Saturday, June 11, 2011

To Quilt or Not to Quilt

God in His infinite wisdom 

Did not make me very wise- 

So when my actions are stupid 

They hardly take God by surprise
Langston Hughes, Acceptance

I’ve been trying to quilt a lovely quilt using my lovely pre-owned sewing/embroidery machine. It’s king-sized, so it’s humungous and thus heavy. I’m trying to use a pre-programmed quilting pattern of lovely swirls and circles. I am experience a performance level somewhere between that of beginning second-grader and a coma patient. I’m about ready to tie the quilt to a sledge, lug it up to the top of the highest mountain I can see, (not counting the mountains to the south which are actually in Mexico - because my quilt doesn’t have a passport), tie the quilt to an altar and burn the fucking thing as an offer to the quilting gods whom I have apparently, unintentionally, and thoroughly offended.

Exercise details. List each thing the writer of the quilting blog post says they are about ready to do with the quilt. The records on this page are separate material and have nothing to do with the quilting blog post.

Excerpted data.
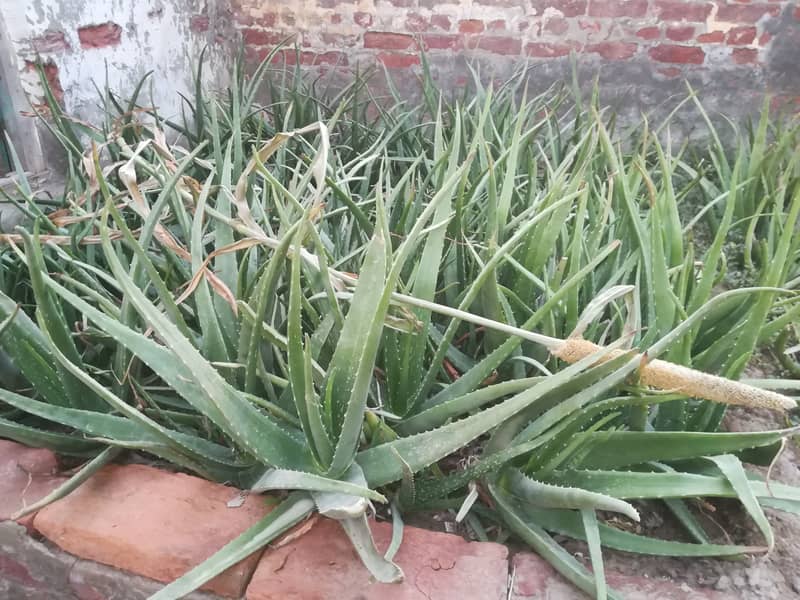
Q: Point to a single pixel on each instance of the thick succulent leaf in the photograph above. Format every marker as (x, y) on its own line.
(350, 371)
(615, 449)
(734, 472)
(544, 495)
(381, 568)
(61, 443)
(295, 508)
(590, 527)
(190, 374)
(29, 350)
(545, 546)
(281, 479)
(386, 463)
(569, 523)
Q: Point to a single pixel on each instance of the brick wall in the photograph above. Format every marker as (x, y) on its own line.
(735, 50)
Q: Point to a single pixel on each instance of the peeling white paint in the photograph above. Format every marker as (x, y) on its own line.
(155, 36)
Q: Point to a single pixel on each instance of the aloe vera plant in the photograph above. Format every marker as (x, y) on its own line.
(303, 297)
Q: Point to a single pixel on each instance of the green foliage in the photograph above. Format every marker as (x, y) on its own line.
(336, 297)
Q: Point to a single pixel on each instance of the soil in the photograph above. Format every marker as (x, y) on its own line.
(763, 577)
(758, 577)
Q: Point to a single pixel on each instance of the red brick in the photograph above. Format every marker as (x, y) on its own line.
(557, 25)
(649, 33)
(470, 26)
(385, 40)
(394, 60)
(265, 20)
(683, 10)
(441, 41)
(26, 476)
(338, 40)
(100, 36)
(153, 523)
(416, 23)
(619, 8)
(590, 26)
(670, 71)
(568, 8)
(613, 50)
(745, 13)
(199, 23)
(322, 565)
(495, 44)
(677, 54)
(50, 41)
(679, 33)
(712, 37)
(363, 19)
(549, 50)
(741, 36)
(441, 22)
(259, 37)
(745, 56)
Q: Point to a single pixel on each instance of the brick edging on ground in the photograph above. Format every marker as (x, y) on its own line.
(148, 526)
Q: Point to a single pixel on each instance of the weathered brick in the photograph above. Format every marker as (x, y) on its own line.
(385, 40)
(568, 8)
(396, 60)
(363, 19)
(613, 50)
(259, 37)
(683, 10)
(550, 50)
(323, 565)
(144, 520)
(670, 72)
(495, 44)
(712, 37)
(199, 23)
(470, 26)
(338, 40)
(50, 41)
(417, 23)
(556, 25)
(52, 76)
(26, 474)
(679, 33)
(620, 8)
(745, 13)
(441, 22)
(100, 36)
(744, 56)
(649, 33)
(674, 53)
(441, 41)
(741, 36)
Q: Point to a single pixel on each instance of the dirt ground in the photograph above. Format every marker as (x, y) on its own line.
(775, 575)
(762, 577)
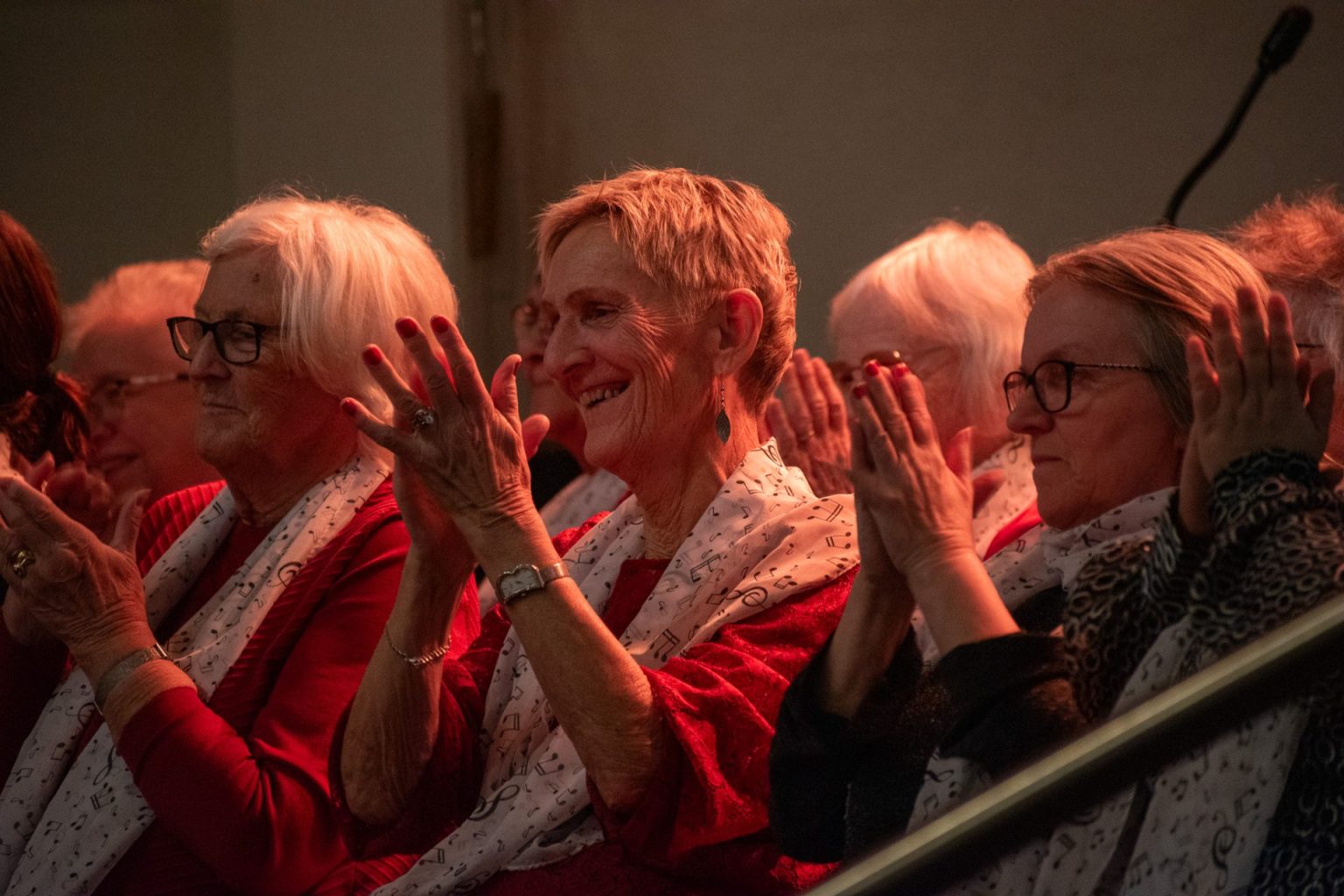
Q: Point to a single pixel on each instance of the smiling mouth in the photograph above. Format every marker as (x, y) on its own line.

Completed exercise.
- Tie the quilt to a sledge
- Lug it up to the top of the highest mountain the writer can see
- Tie the quilt to an altar
- Burn it as an offer to the quilting gods